_PAGE TEXT:_

- - - - -

Skip to content

rgw: add usage exporter with LMDB-backed usage cache and perf counters#66109

Open
harsimran-05 wants to merge 14 commits intoceph:mainfrom
harsimran-05:usage-exporter-clean-v4
Open

rgw: add usage exporter with LMDB-backed usage cache and perf counters#66109
harsimran-05 wants to merge 14 commits intoceph:mainfrom
harsimran-05:usage-exporter-clean-v4

Conversation

@harsimran-05
Copy link

@harsimran-05 harsimran-05 commented Nov 3, 2025

This PR introduces a low-overhead mechanism to track and expose per-user and per-bucket usage statistics (used bytes and object count) in Ceph RGW using:
Labeled PerfCounters via key_create() — metrics use Prometheus labels (tenant, owner, bucket) instead of embedding identifiers in metric names
LMDB (lightweight embedded key-value store for persistence across RGW restarts)

- - - - -

_MATERIAL SUPPLIED:_
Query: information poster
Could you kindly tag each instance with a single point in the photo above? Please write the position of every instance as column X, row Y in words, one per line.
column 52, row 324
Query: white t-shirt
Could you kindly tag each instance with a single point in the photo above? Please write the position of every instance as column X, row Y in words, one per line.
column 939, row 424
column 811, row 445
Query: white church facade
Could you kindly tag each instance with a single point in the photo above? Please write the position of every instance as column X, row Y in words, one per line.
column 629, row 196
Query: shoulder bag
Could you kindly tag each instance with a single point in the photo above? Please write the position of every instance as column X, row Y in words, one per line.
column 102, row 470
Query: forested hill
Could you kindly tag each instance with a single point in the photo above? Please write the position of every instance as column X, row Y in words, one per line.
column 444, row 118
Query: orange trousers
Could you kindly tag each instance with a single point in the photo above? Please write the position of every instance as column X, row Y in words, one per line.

- - - - -

_INSTRUCTIONS FOR THE TASK:_ Reproduce verbatim the passage of the usage exporter page above that begins at "This PR introduces" and ends after "across RGW restarts)".

_SOLUTION:_
This PR introduces a low-overhead mechanism to track and expose per-user and per-bucket usage statistics (used bytes and object count) in Ceph RGW using:
Labeled PerfCounters via key_create() — metrics use Prometheus labels (tenant, owner, bucket) instead of embedding identifiers in metric names
LMDB (lightweight embedded key-value store for persistence across RGW restarts)